▶ _Entries provided_
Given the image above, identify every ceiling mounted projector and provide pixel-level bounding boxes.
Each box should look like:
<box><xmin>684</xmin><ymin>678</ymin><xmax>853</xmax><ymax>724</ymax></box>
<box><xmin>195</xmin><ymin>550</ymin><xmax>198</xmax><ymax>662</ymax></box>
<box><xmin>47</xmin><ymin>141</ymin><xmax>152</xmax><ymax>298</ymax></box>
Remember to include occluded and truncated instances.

▶ _What the exercise asks_
Rewrite the records with "ceiling mounted projector" changed to "ceiling mounted speaker" and all other text left as it is.

▶ _Problem solution_
Given the image above, identify every ceiling mounted speaker and provide pixel-level bounding boxes.
Each box should look like:
<box><xmin>684</xmin><ymin>678</ymin><xmax>853</xmax><ymax>724</ymax></box>
<box><xmin>195</xmin><ymin>550</ymin><xmax>198</xmax><ymax>662</ymax></box>
<box><xmin>47</xmin><ymin>141</ymin><xmax>152</xmax><ymax>298</ymax></box>
Remember to include occluded and truncated instances.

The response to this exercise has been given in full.